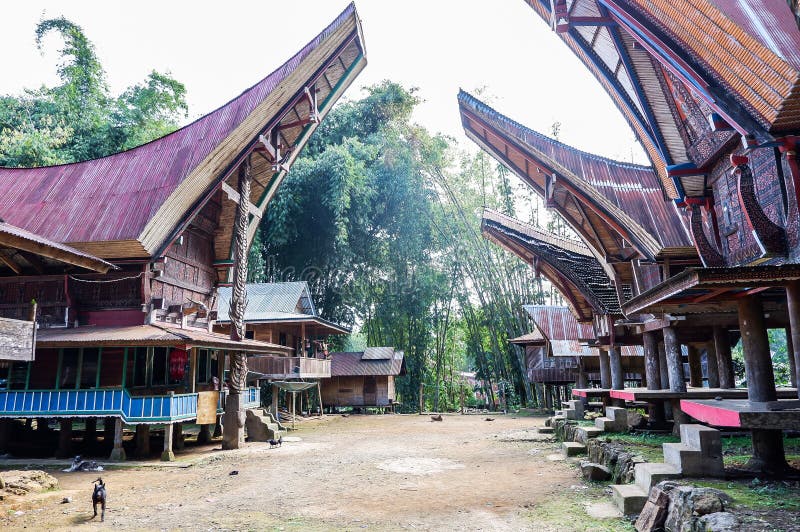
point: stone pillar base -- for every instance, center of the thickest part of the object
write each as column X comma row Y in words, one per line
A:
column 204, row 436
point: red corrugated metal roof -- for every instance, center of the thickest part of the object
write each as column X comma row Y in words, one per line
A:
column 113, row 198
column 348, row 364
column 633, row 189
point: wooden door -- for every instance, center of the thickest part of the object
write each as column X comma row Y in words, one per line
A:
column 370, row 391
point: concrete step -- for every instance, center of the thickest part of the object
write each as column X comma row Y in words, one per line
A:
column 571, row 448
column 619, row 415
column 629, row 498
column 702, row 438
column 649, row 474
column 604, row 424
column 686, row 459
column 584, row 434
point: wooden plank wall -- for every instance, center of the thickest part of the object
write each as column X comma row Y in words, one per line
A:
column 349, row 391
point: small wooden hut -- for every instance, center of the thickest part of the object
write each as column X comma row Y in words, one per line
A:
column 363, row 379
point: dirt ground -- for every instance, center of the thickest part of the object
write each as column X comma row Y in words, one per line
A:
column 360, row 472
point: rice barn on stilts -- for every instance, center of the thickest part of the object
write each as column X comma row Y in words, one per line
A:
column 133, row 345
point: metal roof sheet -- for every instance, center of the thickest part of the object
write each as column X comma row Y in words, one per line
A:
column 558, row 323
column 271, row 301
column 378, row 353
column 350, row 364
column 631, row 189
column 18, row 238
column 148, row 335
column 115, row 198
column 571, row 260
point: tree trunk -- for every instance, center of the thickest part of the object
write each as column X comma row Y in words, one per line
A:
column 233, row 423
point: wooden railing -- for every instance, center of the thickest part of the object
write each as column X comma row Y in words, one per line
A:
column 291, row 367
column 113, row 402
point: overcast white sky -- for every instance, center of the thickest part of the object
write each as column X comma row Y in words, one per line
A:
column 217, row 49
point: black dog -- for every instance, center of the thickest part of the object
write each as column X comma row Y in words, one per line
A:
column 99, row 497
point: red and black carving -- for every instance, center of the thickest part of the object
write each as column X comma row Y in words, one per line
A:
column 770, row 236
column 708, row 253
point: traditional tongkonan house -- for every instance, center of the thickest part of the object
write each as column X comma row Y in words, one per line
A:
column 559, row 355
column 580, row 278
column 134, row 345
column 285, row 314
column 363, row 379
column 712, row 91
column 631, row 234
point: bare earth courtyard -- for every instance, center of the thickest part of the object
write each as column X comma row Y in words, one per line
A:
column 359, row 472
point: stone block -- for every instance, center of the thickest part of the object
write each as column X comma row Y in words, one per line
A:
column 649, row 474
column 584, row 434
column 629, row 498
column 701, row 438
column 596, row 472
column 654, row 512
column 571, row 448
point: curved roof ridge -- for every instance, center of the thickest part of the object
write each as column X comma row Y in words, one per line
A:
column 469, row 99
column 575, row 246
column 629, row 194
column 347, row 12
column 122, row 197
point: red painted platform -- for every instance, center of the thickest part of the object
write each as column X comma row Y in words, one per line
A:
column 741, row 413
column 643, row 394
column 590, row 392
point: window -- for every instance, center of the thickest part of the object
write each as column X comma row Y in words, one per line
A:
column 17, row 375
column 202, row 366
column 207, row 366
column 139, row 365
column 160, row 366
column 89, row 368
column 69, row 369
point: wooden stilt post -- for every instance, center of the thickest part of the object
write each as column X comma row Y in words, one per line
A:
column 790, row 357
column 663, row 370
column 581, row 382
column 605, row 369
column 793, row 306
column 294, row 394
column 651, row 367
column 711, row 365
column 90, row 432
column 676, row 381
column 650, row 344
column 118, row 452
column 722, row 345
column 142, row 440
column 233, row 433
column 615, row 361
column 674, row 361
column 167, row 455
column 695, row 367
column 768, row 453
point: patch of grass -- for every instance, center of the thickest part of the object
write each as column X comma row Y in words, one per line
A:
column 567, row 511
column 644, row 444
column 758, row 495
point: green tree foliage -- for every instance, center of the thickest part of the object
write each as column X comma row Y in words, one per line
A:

# # # # # # #

Ricopia fedelmente le righe sopra, dalla prima fino a quella che contiene "column 133, row 345", inclusa. Lascia fuori le immagini.

point: stone pillar base -- for every instance, center of the thickest part of the object
write each as column X comma row Y in words, one per line
A:
column 204, row 436
point: red corrugated metal roof -- for every instance, center of the thickest part of the object
write each as column X comma row Y in words, one per line
A:
column 113, row 198
column 348, row 364
column 633, row 189
point: wooden door -- for every instance, center of the thickest part of the object
write each as column X comma row Y in words, one per line
A:
column 370, row 391
point: concrete step -- for every instance, center of the thickest part of the object
write each as column X comma row Y in words, one per line
A:
column 571, row 448
column 619, row 415
column 629, row 498
column 702, row 438
column 649, row 474
column 604, row 424
column 686, row 459
column 584, row 434
point: wooden plank wall -- for every instance, center of the thickest part of the object
write each as column X comma row Y in words, one per line
A:
column 349, row 391
point: small wooden hut -- for every instance, center of the thickest part of the object
write each as column X comma row Y in words, one per line
A:
column 363, row 379
point: dirt ground -- for every instance, center of the thickest part of the object
write each as column X comma row Y in words, one per line
A:
column 360, row 472
point: rice barn on stilts -- for every instance, center of the thickest part of the object
write each as column X comma row Y in words, one per line
A:
column 133, row 345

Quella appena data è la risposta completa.